WORK ITEM: Beginning with the line that includes "spot every instance;" and ending with the last line of the listing below, write out each line exactly, with no other output.

GIVEN INFORMATION:
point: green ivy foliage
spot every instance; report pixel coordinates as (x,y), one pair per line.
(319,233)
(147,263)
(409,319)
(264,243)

YOUR RESPONSE:
spot every instance; report pixel coordinates as (x,y), one pair per line.
(319,233)
(147,263)
(409,319)
(264,243)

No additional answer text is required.